REQUEST
Set out the items below as a numbered list, starting at their first line and ending at the line that contains "<point>11,133</point>", with both of those lines included and any blank lines left out.
┌──
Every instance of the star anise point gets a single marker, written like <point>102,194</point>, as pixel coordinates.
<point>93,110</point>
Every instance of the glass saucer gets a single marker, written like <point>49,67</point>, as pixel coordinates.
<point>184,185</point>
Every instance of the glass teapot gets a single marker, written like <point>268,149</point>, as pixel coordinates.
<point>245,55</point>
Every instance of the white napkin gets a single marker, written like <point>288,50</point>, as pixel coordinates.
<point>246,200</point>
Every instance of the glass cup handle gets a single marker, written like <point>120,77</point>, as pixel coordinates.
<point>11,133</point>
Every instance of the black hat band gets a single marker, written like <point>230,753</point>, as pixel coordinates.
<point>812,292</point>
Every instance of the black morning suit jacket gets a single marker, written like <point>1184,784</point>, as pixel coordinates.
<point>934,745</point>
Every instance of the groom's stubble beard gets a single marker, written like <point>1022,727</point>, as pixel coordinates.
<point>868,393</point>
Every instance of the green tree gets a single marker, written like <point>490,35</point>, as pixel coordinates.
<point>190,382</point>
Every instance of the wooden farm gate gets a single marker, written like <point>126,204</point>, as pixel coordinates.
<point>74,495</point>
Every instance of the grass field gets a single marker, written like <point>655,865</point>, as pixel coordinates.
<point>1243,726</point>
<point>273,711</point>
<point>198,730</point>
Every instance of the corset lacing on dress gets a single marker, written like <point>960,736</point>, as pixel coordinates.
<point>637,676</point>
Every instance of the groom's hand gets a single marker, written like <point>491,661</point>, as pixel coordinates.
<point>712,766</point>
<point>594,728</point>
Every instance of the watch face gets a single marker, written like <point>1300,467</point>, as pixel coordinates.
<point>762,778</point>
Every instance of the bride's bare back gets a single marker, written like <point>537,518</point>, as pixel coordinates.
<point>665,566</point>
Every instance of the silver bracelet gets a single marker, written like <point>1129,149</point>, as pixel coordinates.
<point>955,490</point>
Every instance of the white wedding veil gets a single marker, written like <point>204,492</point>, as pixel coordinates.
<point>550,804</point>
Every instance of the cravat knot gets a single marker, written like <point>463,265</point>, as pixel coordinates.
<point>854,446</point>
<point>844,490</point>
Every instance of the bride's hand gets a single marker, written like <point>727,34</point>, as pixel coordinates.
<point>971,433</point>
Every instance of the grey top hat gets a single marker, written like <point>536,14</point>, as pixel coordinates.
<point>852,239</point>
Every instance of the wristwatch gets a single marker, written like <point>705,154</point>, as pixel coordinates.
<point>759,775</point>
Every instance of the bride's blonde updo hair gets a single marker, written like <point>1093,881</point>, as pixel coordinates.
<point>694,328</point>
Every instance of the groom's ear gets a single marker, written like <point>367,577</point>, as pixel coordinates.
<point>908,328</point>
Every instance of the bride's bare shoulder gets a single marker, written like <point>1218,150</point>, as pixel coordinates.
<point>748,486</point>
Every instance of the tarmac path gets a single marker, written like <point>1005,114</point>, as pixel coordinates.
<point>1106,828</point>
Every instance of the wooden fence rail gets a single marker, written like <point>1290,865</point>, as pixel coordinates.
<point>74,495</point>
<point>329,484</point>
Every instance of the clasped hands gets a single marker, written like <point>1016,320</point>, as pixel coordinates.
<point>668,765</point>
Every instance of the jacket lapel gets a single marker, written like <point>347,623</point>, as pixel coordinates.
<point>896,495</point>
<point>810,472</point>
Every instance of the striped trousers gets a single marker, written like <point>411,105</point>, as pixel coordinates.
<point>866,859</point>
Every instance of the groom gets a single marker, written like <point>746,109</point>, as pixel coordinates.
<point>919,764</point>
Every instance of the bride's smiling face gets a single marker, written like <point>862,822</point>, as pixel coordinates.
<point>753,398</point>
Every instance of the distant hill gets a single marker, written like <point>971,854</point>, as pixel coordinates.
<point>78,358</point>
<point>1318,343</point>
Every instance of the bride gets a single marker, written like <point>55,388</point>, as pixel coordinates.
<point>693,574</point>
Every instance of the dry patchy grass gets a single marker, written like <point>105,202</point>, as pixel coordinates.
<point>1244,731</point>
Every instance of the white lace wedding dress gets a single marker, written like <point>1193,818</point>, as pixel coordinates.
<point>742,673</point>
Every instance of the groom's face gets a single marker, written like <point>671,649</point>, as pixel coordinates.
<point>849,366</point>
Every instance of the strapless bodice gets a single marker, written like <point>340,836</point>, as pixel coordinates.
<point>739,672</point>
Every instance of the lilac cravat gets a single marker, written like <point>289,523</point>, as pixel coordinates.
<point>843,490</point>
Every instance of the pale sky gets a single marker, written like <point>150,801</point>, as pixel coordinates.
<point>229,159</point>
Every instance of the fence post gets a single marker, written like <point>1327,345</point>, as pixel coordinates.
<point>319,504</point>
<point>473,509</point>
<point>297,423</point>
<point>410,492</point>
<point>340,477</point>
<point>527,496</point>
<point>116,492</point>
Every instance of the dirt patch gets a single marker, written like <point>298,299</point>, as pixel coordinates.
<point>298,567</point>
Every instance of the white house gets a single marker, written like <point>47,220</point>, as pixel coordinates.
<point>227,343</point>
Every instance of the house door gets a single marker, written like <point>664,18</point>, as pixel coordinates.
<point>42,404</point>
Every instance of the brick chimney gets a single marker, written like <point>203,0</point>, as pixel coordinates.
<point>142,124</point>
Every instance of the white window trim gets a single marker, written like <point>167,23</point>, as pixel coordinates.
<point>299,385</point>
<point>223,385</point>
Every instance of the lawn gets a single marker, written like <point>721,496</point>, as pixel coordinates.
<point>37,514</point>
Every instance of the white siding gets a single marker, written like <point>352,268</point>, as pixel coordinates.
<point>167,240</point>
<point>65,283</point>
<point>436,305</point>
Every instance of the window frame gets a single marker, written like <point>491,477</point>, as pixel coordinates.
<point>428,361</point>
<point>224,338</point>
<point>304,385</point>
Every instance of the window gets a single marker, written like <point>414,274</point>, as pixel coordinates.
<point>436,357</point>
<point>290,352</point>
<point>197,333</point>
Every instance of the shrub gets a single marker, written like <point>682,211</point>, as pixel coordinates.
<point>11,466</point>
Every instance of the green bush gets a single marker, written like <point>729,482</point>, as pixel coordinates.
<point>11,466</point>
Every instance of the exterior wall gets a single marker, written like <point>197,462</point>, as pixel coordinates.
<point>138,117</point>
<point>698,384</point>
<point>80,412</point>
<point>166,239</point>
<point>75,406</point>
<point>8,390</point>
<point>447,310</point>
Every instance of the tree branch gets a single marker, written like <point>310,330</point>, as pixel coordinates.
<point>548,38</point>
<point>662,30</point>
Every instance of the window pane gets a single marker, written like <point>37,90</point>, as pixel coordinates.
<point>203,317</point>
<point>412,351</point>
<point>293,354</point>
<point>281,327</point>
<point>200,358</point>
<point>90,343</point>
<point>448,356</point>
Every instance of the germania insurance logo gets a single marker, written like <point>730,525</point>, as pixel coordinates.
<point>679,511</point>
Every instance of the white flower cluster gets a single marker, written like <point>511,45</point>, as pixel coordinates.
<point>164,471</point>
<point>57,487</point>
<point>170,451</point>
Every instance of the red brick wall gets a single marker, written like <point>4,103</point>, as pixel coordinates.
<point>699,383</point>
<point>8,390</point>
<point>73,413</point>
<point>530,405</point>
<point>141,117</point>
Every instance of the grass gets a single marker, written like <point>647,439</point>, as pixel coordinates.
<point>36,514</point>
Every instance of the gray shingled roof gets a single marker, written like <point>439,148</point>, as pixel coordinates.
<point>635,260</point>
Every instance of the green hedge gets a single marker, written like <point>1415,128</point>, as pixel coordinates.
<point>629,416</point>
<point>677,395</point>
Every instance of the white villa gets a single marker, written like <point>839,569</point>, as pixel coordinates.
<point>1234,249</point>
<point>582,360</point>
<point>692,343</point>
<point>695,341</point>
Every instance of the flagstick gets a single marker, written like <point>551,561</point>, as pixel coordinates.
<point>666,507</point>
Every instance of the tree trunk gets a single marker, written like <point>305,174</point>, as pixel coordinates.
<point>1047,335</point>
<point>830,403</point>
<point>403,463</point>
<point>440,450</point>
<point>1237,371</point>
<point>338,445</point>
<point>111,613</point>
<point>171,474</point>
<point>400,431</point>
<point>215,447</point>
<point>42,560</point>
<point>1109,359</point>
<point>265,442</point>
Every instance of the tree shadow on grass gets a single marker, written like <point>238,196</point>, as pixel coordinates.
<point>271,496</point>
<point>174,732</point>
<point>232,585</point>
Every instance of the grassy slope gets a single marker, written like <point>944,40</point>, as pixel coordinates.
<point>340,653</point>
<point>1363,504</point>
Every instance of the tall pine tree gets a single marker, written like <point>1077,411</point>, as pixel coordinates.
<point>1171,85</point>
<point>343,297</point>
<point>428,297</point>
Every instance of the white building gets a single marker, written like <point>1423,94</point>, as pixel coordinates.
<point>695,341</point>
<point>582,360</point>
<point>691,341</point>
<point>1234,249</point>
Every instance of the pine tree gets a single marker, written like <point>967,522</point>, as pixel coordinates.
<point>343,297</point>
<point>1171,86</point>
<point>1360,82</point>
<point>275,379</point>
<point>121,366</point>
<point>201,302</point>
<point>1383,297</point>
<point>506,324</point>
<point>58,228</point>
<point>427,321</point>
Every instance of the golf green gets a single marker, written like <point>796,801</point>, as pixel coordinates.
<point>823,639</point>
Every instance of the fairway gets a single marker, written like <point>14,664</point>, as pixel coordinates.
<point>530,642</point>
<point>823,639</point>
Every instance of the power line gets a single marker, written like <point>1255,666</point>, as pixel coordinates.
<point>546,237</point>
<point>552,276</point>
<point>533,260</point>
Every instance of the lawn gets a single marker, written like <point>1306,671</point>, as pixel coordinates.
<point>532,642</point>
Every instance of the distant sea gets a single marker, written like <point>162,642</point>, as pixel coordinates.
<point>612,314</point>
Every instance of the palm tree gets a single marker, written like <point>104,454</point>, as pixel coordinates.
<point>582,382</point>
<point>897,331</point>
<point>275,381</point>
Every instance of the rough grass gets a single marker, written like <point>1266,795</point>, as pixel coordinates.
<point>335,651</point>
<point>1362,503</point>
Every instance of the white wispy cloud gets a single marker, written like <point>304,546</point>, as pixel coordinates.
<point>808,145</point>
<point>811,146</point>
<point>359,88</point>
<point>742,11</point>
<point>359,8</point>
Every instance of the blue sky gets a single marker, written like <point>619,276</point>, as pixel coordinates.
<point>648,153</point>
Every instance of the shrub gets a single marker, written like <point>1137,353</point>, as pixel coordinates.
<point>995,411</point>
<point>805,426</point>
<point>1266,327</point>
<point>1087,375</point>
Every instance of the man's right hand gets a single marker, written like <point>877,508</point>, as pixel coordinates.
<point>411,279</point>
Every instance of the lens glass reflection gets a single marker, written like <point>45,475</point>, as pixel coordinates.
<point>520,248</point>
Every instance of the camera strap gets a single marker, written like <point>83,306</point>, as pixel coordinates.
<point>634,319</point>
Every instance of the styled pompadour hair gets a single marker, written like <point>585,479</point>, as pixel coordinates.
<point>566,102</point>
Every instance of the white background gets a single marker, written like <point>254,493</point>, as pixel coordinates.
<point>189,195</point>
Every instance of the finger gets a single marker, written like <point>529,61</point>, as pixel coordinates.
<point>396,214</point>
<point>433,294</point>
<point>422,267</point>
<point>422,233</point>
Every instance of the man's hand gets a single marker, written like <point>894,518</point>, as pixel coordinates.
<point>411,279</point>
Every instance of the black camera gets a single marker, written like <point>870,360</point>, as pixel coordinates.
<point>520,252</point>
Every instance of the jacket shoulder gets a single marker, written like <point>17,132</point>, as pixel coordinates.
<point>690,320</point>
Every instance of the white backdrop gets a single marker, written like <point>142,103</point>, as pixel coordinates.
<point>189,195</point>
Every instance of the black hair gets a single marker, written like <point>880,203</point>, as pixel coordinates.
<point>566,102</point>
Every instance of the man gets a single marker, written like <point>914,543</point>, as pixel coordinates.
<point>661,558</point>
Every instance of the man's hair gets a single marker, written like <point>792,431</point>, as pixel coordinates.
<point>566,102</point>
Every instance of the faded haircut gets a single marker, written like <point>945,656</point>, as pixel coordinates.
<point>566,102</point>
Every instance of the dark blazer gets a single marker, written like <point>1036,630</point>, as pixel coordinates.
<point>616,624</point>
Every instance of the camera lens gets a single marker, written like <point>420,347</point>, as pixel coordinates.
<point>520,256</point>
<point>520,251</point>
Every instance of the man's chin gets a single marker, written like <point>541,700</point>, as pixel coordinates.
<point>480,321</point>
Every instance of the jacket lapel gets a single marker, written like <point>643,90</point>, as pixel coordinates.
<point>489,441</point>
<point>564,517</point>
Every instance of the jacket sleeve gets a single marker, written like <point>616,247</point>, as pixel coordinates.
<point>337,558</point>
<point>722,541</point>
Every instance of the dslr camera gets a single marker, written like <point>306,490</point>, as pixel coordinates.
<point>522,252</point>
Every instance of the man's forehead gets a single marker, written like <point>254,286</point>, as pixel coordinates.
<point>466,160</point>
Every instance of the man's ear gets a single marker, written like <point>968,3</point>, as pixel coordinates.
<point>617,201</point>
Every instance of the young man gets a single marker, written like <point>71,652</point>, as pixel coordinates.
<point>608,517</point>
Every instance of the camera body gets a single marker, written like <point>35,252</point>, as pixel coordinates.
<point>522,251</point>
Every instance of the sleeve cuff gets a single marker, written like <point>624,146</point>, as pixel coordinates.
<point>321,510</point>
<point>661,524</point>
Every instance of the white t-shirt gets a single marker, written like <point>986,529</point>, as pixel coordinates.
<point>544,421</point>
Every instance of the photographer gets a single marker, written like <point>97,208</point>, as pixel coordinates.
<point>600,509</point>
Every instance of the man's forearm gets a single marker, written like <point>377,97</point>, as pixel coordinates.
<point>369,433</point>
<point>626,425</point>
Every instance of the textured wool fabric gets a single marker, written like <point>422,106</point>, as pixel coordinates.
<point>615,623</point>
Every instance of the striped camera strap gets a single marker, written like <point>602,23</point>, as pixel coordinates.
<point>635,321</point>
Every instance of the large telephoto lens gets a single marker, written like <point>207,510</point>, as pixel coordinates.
└──
WORKED ANSWER
1. Every instance of the star anise point gets a single marker, written like <point>102,194</point>, as pixel coordinates.
2. <point>93,110</point>
3. Every instance of the glass saucer gets a single marker, written like <point>49,67</point>, as pixel coordinates.
4. <point>184,185</point>
5. Every instance of the glass teapot gets a single marker, written like <point>268,149</point>, as pixel coordinates.
6. <point>245,55</point>
7. Every instance of the white napkin gets a single marker, written like <point>288,50</point>, as pixel coordinates.
8. <point>246,200</point>
9. Every instance of the glass cup handle gets a single marker, written like <point>120,77</point>, as pixel coordinates.
10. <point>11,133</point>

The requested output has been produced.